Robert Rodriguez Biography

A short bio with key facts is coming soon. Why soon? Because we are writing it ourselves, not copying it from Wikipedia 🙂

Robert was born Robert Anthony Rodriguez in San Antonio, Texas on June 20, 1968. He started playing around with filming early in his childhood and went on to record high school football games. In high school he met his friend Carlos Gallardo, who would later star as El Mariachi. He went to the University of Texas, where he started doing cartoons that he called Los Hooligans, also the name of his production company later on, that ran in the school’s newspaper. In 1990 he got into UT’s film program, where he made the short film Bedhead on 16mm which earned him awards at film festivals. Robert wanted to learn more about film-making and set out to direct an action movie for the Spanish-language video market. Robert committed himself to medical studies, an adventure chronicled in his book Rebel without a crew, and together with Carlos shot El Mariachi for about $7000. Rather than open the doors and receive video distribution, the film went to win festival awards and was then picked up by Columbia Pictures who funded a quasi re-release of the Film with a larger budget going into its post production. In 2011 the film was even admitted to the Library of Congress for its cultural significance.

§ §

### Things to do
1. List the titles of the works created by Robert Rodriguez that the Robert Rodriguez biography mentions.
2. Translate this sentence from the Robert Rodriguez biography into Spanish: "In 2011 the film was even admitted to the Library of Congress for its cultural significance."
3. Resume the Robert Rodriguez biography after its last sentence, writing the next part in the same plain style.

§ §

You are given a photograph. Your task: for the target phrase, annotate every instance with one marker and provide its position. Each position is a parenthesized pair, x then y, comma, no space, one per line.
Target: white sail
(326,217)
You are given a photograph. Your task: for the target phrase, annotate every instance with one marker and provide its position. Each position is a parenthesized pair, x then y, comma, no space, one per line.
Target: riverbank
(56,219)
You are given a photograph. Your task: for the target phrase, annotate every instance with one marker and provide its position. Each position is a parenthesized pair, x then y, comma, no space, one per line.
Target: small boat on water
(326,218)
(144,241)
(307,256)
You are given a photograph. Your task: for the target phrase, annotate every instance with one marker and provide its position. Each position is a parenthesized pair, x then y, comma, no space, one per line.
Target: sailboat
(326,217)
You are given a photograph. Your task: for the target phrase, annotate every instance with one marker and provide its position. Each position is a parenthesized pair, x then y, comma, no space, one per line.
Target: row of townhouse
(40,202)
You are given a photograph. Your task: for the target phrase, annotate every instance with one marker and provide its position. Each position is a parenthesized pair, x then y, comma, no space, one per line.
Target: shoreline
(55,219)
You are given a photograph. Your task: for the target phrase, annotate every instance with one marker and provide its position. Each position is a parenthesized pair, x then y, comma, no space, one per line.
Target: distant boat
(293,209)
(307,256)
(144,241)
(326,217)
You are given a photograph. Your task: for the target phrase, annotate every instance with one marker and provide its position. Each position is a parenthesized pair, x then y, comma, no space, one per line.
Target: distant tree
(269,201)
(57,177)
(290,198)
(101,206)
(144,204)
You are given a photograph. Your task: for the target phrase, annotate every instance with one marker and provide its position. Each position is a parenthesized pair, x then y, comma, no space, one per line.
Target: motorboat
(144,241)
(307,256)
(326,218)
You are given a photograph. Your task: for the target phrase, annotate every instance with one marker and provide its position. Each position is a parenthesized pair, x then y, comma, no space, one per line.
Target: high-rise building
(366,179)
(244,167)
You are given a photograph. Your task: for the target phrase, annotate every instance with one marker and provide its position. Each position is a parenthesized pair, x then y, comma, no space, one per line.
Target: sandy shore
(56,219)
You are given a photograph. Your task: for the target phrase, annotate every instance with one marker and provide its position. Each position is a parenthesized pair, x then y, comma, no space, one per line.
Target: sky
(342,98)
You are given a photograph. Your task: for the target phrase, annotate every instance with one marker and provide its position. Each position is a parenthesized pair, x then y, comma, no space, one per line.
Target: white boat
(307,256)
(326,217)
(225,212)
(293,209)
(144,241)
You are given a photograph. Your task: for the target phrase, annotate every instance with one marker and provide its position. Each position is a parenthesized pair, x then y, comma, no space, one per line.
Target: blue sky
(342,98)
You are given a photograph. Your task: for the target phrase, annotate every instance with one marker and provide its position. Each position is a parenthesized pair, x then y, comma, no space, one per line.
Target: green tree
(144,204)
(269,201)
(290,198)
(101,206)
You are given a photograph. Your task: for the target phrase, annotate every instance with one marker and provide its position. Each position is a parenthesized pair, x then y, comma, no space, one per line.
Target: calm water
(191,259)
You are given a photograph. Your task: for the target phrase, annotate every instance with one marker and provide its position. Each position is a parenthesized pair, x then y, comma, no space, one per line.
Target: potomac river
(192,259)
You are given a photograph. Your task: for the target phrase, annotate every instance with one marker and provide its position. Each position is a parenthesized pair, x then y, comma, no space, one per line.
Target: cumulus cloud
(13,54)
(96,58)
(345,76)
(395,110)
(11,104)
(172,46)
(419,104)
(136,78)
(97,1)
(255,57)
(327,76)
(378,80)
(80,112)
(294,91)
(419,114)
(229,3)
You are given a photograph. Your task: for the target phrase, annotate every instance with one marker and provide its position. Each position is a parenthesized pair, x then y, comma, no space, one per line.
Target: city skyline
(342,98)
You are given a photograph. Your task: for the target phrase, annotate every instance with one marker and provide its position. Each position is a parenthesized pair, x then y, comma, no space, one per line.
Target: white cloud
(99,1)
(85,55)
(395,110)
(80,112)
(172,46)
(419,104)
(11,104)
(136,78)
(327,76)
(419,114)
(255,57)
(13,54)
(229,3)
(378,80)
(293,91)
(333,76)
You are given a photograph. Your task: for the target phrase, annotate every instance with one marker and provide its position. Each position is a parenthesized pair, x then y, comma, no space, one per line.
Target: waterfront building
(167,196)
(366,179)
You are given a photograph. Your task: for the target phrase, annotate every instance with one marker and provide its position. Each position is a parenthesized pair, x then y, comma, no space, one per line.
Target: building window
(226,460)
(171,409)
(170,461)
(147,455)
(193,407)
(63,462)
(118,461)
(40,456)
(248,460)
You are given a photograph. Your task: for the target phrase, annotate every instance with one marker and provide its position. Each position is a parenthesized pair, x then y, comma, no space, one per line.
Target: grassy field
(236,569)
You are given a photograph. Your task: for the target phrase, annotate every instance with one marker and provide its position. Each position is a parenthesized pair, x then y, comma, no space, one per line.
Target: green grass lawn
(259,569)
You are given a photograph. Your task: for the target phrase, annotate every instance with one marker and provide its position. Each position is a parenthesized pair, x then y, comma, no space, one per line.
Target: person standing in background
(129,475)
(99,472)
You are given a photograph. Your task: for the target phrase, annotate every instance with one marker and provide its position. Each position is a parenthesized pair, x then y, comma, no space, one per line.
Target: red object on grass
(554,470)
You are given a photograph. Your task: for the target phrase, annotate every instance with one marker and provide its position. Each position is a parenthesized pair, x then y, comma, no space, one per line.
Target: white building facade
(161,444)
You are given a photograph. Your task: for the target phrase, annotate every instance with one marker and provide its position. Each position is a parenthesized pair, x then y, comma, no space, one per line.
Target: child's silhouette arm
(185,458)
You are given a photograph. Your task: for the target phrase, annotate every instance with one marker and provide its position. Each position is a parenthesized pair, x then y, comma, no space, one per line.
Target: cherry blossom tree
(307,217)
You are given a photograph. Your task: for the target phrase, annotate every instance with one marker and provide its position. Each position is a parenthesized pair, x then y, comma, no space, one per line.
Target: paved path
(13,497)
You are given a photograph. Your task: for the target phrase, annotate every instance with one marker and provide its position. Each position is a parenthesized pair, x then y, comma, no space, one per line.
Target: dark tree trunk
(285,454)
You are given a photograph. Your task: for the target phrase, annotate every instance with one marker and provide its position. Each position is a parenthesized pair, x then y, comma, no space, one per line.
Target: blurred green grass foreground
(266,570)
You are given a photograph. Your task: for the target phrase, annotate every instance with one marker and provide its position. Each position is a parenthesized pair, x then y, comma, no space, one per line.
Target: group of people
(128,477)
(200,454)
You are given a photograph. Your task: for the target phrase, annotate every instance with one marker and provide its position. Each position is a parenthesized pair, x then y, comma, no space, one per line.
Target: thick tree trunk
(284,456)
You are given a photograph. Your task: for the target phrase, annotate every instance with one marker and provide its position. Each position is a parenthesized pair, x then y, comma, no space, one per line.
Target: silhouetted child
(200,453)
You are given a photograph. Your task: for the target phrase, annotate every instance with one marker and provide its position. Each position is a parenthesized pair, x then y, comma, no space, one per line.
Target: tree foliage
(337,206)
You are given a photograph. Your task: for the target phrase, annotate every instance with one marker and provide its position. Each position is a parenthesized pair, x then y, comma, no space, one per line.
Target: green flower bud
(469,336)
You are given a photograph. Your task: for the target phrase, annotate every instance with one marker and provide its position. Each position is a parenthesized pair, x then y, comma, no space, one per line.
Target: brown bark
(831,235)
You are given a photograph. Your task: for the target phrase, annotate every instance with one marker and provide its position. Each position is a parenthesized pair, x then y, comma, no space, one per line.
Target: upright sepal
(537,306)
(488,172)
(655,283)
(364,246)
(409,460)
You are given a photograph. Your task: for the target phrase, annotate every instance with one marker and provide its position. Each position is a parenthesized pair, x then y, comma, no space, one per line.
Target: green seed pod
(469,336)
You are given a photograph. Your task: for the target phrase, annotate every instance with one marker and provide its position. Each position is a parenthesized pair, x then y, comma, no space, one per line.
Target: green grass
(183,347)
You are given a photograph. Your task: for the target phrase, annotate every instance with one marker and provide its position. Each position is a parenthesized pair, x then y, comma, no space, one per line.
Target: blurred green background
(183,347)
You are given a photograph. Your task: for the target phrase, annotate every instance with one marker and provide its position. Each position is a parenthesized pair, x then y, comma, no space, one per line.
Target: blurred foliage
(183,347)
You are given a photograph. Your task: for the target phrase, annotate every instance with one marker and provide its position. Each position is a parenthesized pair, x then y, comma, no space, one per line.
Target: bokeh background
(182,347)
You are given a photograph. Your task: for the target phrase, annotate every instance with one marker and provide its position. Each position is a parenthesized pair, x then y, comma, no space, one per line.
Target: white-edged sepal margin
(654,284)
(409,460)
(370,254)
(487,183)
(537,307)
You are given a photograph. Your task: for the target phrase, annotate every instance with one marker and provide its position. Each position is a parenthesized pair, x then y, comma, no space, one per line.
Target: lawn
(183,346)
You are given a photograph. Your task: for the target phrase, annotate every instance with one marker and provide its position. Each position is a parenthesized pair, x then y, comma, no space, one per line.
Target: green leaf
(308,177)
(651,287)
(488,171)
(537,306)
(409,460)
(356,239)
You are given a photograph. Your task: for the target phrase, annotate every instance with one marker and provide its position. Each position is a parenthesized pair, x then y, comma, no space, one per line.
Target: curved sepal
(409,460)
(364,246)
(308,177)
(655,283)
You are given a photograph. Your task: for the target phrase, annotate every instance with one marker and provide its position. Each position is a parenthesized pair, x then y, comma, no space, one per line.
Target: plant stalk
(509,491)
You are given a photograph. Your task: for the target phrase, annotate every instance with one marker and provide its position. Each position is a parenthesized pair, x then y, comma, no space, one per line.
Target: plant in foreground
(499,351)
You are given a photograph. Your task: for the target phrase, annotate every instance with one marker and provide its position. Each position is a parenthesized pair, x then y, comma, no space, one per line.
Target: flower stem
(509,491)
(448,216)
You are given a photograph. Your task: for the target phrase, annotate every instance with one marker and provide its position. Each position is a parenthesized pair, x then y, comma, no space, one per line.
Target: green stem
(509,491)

§ §

### Set of answers
1.
Los Hooligans
Bedhead
Rebel without a crew
El Mariachi

2. En 2011, la película incluso fue admitida en la Biblioteca del Congreso por su importancia cultural.

3.
Robert Rodriguez while filming "El Mariachi" (circa 1991).

Robert Rodriguez while filming “El Mariachi” (circa 1991).

In 1995 Robert made Desperado, a big budget reimagining of El Mariachi for Columbia Pictures / Sony. And he started working on From Dusk Till Dawn with his new friend Quentin Tarantino, who he met at the Toronto Film Festival where the latter was promoting Reservoir Dogs. In 1998 he made The Faculty, his take at a teenie horror movie. Along with the 1994 Rebel Highway installment Roadracers, Rodriguez ignited the careers of Salma Hayek, Danny Trejo, George Clooney and others.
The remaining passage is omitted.